> [Information given]

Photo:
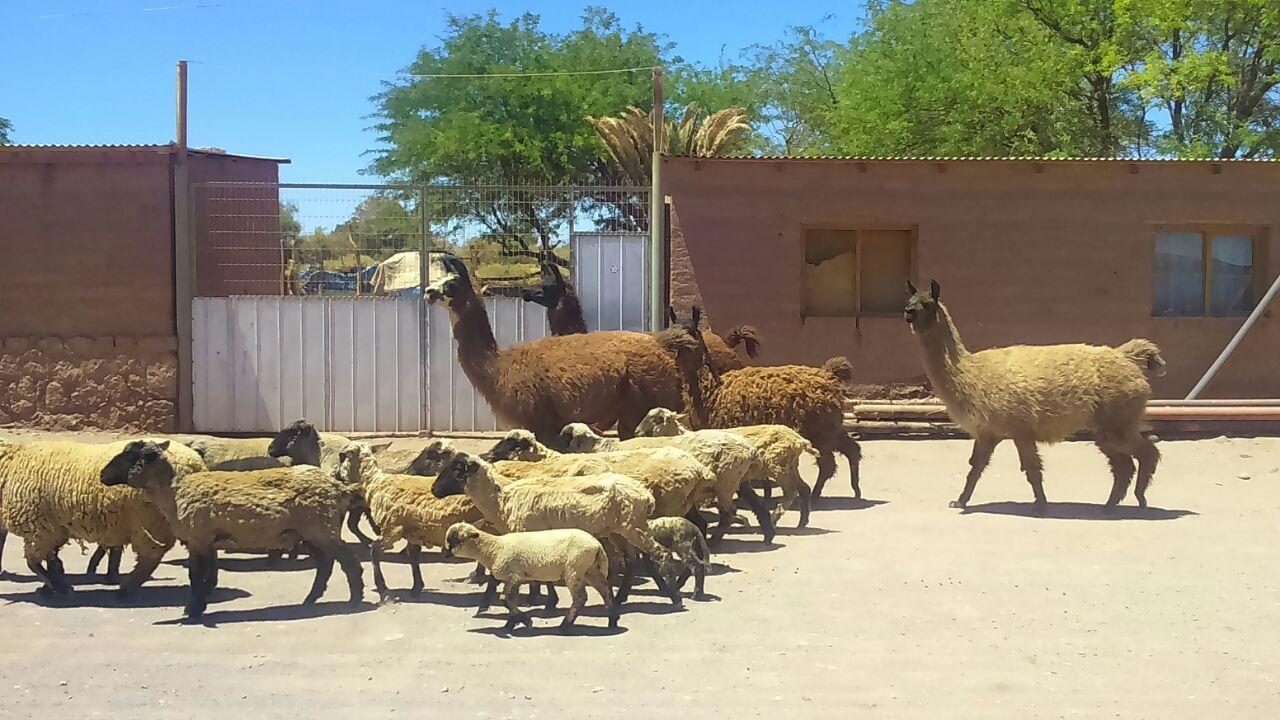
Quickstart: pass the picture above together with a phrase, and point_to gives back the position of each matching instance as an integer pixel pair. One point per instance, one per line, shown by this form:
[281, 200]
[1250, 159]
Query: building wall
[87, 329]
[1025, 253]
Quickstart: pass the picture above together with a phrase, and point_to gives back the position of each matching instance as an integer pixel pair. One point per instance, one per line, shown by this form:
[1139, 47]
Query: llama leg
[978, 460]
[826, 469]
[853, 452]
[1148, 458]
[1031, 461]
[1121, 472]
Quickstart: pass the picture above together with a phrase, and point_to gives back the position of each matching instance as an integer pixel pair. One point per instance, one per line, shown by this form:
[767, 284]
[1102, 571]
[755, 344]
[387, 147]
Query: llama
[1040, 393]
[592, 378]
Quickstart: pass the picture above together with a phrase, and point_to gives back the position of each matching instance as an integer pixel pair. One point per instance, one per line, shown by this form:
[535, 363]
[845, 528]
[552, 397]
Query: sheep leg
[95, 560]
[324, 568]
[853, 452]
[762, 513]
[826, 469]
[1031, 461]
[375, 554]
[415, 559]
[577, 592]
[602, 586]
[978, 460]
[1121, 472]
[510, 592]
[350, 568]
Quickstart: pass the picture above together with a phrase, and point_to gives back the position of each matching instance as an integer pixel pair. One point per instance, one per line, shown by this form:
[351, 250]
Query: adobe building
[817, 253]
[87, 308]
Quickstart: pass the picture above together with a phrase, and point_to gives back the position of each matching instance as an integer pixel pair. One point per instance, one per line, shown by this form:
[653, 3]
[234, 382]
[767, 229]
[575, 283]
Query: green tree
[511, 131]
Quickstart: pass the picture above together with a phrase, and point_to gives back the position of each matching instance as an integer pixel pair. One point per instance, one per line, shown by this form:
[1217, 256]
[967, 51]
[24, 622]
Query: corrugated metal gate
[353, 361]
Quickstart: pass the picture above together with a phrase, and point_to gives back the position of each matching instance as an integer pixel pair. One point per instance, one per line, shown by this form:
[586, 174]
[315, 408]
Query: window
[1203, 273]
[855, 272]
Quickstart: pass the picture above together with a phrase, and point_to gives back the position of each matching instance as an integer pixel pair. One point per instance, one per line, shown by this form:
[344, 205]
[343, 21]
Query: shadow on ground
[1077, 511]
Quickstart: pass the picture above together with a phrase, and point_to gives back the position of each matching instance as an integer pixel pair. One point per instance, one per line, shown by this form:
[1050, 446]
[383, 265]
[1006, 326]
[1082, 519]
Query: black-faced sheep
[1040, 393]
[567, 555]
[257, 509]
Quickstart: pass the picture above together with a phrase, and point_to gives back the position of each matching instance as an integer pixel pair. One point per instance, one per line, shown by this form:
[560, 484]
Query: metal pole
[657, 255]
[1239, 335]
[184, 263]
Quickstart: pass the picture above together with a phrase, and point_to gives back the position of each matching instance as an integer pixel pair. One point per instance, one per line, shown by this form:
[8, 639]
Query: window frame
[1258, 237]
[858, 229]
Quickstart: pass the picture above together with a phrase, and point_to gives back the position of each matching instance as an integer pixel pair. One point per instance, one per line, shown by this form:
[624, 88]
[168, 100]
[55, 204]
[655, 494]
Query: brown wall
[87, 331]
[1025, 253]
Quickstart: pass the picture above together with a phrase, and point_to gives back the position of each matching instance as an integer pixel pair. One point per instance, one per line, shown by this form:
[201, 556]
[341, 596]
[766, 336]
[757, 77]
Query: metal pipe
[1239, 335]
[657, 255]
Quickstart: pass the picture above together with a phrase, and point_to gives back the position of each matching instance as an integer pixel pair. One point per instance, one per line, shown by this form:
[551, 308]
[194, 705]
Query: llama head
[551, 287]
[300, 441]
[140, 465]
[452, 282]
[922, 308]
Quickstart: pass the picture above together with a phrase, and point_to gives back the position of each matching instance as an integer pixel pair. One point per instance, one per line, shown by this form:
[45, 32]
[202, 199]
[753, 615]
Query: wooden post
[183, 261]
[657, 251]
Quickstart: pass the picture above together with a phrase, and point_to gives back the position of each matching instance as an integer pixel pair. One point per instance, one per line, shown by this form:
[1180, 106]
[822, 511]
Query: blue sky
[287, 77]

> [Your instructions] From the line with "Query: window frame" through the last line of the records, set down every line exactly as written and leave out all others.

> [Result]
Query: window frame
[1258, 237]
[858, 229]
Quickstart: pass the picture above together with a phrase, and point_to gives back the position of each matching instance as an integer pixel pair. One point per instance, one per line, shown by this form:
[624, 88]
[168, 100]
[55, 204]
[655, 494]
Query: brown wall
[87, 331]
[1025, 253]
Quickstart: pass the picture above together with a phrase, and point_to gives back the position of each matching instance as an integer pixel pair. One point per instance, one per line, shown by this form:
[201, 556]
[341, 596]
[766, 336]
[757, 77]
Query: metal pipe
[1239, 335]
[657, 255]
Quickstart: pass the picture above together with a phrase, and point_to gives back the position of each matching instance as an integer pixel pair. One point per instance, one per line, shown by this form:
[551, 308]
[194, 705]
Query: llama head
[551, 287]
[300, 441]
[140, 465]
[452, 282]
[922, 308]
Quickstart: pass the picture above together with a phrase, and point_to gives back the position of each matching instance as an integer pixel pair. One point per instance, one per line, shown by this form:
[45, 32]
[202, 199]
[753, 615]
Query: wooden post
[183, 261]
[657, 251]
Quickstart: pass the picture above together with a phrase, and point_to gives back the position of each matching instance as an integer pixel pair. One point per instance, one per line, shown by this form:
[1180, 106]
[822, 511]
Query: blue sky
[287, 77]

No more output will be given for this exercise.